▸ **PROBLEM SET**:
1 – In the news report on Japan's first Omicron case, from what time will Japan bar entry to foreigners?
2 – Extend the news report on Japan's first Omicron case with further text that follows on from its final quoted remark.

▸ **SOURCE PASSAGE**:
<<<<

Japan confirms first case of Omicron variant
Tokyo: Japan has confirmed its first case of the Omicron variant, Kyodo news agency reported on Tuesday, citing unnamed government sources.
The prospect of a fast-spreading variant has raised fears of a return of the sort of restrictions that shut down a swathe of industries in 2020. Japan said it would close its borders to foreigners, following a similarly wide ban by Israel in imposing some of the strictest border controls since the variant's discovery in southern Africa.
Restrictions take effect
Japan will bar entry to foreigners from midnight on Monday, and Japanese returnees from specified nations will have to quarantine in designated facilities, Prime Minister Fumio Kishida told reporters on Monday.
"These are temporary, exceptional measures that we are taking for safety's sake until there is clearer information about the Omicron variant," Kishida told reporters.
"I'm prepared to bear all criticism from those saying the Kishida administration is being too cautious."

>>>>

▸ **SOURCE MATERIAL**:
<<<<

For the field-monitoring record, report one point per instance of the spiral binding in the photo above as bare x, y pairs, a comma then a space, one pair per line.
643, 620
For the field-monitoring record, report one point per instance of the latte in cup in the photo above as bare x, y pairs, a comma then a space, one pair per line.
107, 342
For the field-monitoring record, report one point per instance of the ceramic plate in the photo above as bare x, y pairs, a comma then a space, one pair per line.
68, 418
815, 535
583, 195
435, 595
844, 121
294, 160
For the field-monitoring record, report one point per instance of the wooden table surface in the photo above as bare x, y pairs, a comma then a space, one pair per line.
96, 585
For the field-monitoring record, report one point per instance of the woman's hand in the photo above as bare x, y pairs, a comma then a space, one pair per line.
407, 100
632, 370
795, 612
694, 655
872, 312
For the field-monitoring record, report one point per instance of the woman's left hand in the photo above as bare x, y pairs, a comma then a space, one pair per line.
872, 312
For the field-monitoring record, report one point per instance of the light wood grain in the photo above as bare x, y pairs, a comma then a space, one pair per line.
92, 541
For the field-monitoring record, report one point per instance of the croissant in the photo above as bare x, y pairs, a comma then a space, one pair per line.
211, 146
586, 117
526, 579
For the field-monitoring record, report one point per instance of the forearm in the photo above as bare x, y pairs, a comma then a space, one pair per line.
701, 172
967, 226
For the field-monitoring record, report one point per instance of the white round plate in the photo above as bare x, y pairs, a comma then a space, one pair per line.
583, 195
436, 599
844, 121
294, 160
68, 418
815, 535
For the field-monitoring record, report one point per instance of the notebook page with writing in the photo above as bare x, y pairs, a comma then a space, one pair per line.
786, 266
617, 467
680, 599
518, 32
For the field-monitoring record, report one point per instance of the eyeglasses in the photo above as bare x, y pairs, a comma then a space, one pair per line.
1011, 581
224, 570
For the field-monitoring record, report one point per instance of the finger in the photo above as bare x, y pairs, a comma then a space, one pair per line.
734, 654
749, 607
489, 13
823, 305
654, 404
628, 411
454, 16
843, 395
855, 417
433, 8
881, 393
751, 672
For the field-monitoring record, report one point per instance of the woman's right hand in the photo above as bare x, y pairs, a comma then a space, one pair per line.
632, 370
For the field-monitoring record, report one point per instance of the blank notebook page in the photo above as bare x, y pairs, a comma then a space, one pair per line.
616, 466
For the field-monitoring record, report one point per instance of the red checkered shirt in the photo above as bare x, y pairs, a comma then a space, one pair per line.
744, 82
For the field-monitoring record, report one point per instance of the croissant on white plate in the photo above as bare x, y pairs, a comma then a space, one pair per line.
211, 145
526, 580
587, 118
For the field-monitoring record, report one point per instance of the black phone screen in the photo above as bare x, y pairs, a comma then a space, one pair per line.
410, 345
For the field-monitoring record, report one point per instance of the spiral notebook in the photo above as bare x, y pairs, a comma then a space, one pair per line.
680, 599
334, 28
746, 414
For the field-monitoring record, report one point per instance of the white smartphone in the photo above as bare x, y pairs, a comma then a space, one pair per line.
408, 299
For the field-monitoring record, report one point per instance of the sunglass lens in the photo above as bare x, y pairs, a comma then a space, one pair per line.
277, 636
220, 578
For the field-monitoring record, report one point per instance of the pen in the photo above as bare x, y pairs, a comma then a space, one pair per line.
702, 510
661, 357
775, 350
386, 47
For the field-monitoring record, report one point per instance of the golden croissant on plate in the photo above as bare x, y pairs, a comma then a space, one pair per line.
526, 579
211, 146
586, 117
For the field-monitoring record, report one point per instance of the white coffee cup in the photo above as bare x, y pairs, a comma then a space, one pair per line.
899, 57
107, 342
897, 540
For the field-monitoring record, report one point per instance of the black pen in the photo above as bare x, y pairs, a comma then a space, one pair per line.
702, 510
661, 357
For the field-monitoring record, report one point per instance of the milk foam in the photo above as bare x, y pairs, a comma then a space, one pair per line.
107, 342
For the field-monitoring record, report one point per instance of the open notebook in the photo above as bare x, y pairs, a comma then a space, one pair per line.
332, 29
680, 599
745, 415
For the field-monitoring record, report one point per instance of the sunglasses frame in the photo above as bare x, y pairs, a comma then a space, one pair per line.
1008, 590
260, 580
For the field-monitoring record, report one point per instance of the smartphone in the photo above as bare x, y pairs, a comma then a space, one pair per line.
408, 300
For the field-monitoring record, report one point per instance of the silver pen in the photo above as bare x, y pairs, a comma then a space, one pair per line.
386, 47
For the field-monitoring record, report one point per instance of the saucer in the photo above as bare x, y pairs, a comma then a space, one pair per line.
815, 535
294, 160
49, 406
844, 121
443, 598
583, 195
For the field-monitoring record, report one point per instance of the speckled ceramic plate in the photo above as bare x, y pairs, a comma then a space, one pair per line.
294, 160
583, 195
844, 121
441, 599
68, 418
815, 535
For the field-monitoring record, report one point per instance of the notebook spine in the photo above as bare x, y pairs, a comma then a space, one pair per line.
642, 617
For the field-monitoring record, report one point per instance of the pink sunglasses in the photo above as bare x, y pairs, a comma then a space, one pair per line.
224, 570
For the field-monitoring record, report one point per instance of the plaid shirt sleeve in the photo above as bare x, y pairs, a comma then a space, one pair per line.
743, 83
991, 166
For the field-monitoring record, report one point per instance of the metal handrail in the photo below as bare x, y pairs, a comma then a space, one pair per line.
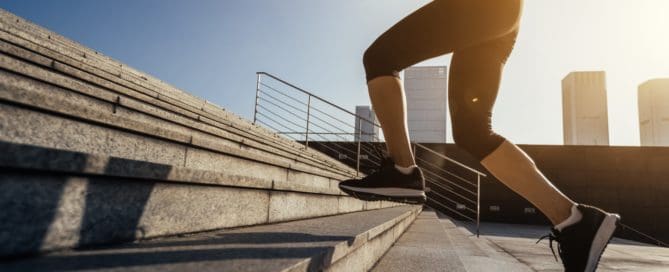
313, 114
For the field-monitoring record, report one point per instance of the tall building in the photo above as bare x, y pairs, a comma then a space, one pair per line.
584, 109
654, 112
426, 90
366, 131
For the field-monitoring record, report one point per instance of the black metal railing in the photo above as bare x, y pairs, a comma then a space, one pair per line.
317, 123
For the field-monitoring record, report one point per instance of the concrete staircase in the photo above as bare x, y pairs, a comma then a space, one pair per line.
437, 244
94, 153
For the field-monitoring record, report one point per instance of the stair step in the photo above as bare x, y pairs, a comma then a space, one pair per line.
53, 74
349, 242
423, 247
479, 254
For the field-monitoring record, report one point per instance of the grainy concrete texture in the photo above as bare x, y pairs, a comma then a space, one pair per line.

>>>>

▸ **ANSWERS TO THIS EXERCISE**:
1 – From midnight on Monday.

2 –
The tougher restrictions mark a rapid tightening after Japan on Friday said it would strengthen border controls on people arriving from six African nations, even though no cases of Omicron have been detected in the country and much about the new variant remains unknown.
Nations around the world have enacted border curbs since the WHO dubbed Omicron a "variant of concern".
But Japan's measures are among the strongest, following Israel in banning entry of foreigners, and Morocco, which has halted all inbound flights for two weeks, and they mark a rapid change of course.
The Foreign Ministry later said the tighter measures included extending mandatory hotel quarantines to six days instead of three for travellers from the United Kingdom. For those from nations including Australia and Austria the duration rises to three days from none.
Business lobbies in Japan clamoured for months for the government to ease what were some of the world's most restrictive border controls.
Only last week a monthly limit on inbound travellers was raised from 3,500 to 5,000 and earlier this month, quarantine periods were shortened for vaccinated passengers.
A government official said all the easing will be reversed, although foreigners holding current, resident visas will be allowed back into Japan, as will some diplomatic travellers and humanitarian cases.
Kishida said he would bolster Japan's response to the pandemic after dissatisfaction over handling of the crisis prompted the resignation of his predecessor Yoshihide Suga in September.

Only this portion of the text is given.